▸ **ФРАГМЕНТ ДОКУМЕНТА**:
┌──

13 октября состоялось обещанное князем Голицыным общее собрание служащих городской думы под председательством статистика В. Г. Михайловского, вынесшее ряд требований политического характера. Когда же произошло разногласие по поводу того, когда начать забастовку, сейчас или после 17 октября, то большинство крайних левых выбрало нового председателя, отставного генерал-майора Аверьянова, и под его председательством вопрос о немедленной общей забастовке прошел единодушно, не исключая больниц и водопровода. Таким образом, малодушие городского головы князя Голицына ускорило то бедствие, которое пало, главным образом, на неимущее население столицы, когда Москва осталась без воды, а больные в больницах были брошены на произвол судьбы.

14 октября встревоженная городская управа созвала чрезвычайное заседание городской думы по поводу объявленной Рабочим правлением забастовки в больницах и на водопроводе. Гласный H. H. Щепкин предложил для пользы дела присутствие на заседании председателя Рабочего правления Красникова, собственно инициатора забастовки, кому два дня перед тем дума, по предложению того же Щепкина, выразила благодарность.

└──

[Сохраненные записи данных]

┌──

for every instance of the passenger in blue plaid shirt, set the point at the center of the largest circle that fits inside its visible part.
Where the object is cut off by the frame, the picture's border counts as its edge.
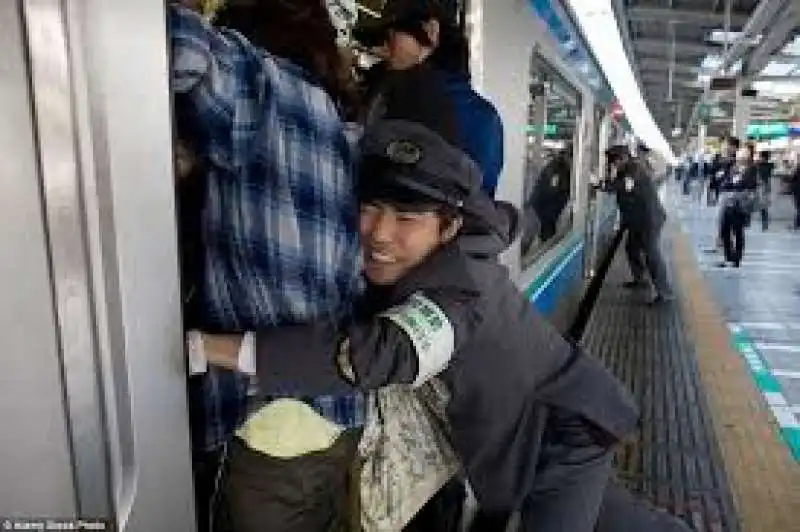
(279, 215)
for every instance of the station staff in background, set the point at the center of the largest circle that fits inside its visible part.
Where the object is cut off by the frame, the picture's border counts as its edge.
(642, 217)
(765, 170)
(426, 70)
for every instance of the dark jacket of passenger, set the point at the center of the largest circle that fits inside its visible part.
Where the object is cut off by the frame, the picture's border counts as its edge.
(637, 198)
(735, 180)
(517, 388)
(480, 129)
(418, 94)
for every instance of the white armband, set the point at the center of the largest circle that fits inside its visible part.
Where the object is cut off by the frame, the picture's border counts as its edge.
(198, 363)
(429, 330)
(247, 354)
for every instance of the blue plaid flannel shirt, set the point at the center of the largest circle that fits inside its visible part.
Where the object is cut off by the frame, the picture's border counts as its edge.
(280, 215)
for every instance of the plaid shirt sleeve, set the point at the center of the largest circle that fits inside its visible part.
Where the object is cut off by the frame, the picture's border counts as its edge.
(209, 66)
(280, 215)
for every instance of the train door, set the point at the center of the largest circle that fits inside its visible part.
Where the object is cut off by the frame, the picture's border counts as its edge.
(92, 392)
(552, 159)
(595, 197)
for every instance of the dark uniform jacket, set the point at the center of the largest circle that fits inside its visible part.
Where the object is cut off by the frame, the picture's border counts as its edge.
(512, 377)
(637, 198)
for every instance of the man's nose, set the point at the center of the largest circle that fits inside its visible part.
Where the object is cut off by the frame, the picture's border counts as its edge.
(383, 228)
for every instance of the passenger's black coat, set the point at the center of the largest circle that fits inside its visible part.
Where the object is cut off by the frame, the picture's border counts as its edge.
(637, 198)
(511, 370)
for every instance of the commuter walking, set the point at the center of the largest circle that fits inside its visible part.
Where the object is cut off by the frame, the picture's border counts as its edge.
(739, 188)
(794, 190)
(426, 73)
(765, 169)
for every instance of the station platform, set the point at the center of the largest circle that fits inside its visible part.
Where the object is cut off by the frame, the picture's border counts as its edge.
(716, 376)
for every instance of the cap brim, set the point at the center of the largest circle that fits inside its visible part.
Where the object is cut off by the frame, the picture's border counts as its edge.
(372, 33)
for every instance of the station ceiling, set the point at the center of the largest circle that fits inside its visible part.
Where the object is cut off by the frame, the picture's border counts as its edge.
(676, 45)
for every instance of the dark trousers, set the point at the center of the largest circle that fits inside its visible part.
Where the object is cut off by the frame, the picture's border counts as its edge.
(622, 512)
(713, 194)
(732, 234)
(309, 493)
(207, 473)
(796, 197)
(619, 511)
(643, 252)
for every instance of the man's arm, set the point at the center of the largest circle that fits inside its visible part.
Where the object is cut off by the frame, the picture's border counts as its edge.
(406, 344)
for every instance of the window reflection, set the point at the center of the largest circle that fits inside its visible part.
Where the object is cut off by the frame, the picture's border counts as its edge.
(553, 119)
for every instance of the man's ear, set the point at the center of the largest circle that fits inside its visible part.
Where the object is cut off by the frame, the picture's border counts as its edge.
(432, 28)
(452, 229)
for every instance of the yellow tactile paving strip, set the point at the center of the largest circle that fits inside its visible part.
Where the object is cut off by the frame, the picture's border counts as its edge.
(764, 478)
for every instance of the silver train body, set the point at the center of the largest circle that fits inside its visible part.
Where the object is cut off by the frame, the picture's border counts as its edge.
(92, 388)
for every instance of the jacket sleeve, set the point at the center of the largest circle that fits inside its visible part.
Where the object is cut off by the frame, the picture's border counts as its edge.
(406, 344)
(490, 150)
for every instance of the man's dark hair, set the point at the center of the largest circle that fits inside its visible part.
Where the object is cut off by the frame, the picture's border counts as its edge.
(300, 31)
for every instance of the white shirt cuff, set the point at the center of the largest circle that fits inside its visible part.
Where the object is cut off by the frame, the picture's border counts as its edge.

└──

▸ **ЧТО СДЕЛАТЬ**:
**1.** Ответьте по фрагменту о забастовке служащих городской думы на три вопроса:
(а) Кто председательствовал на общем собрании служащих городской думы 13 октября до выбора нового председателя?
(б) Кого большинство крайних левых избрало новым председателем собрания?
(в) Кого гласный Щепкин предложил пригласить на чрезвычайное заседание думы 14 октября?
**2.** Продолжите фрагмент о забастовке служащих московской городской думы, начав сразу после его последнего предложения.
Эти записи взяты из другого источника.

▸ **ОТВЕТЫ К ЗАДАНИЯМ**:
**1.**
(а) Статистик В. Г. Михайловский.
(б) Отставного генерал-майора Аверьянова.
(в) Председателя Рабочего правления Красникова.

**2.**
Городские инженеры и архитекторы, как оказалось, присоединились к забастовке, а без них, по мнению управы, возобновить действие водопровода невозможно. Гласный А. И. Гучков сказал, что забастовка на политической почве — это покушение с негодными средствами, что политические забастовщики совершают тягчайшее преступление — они покушаются на жизнь и здоровье населения. Политическая забастовка — это позорное и грязное пятно в освободительном движении; пройдет угар через несколько дней, и забастовщикам будет стыдно. В городских больницах не дают лекарств, по логике забастовщиков лекарства могут готовить только для больных, находящихся при смерти. Забастовка водопроводных служащих и фармацевтов — это грязное пятно в истории русской жизни. От бездействия водопровода будет страдать, главным образом, бедный люд, богатые и гласные думы будут иметь воду, но горе бедняку. В действиях забастовщиков А. И. Гучков усматривал проявление коллективного психоза, охватившего русское общество. Гласный П. М. Калашников, соглашаясь с Гучковым, говорил, что забастовки бы не было, если б некоторые из гласных не возбуждали бы ее своими действиями.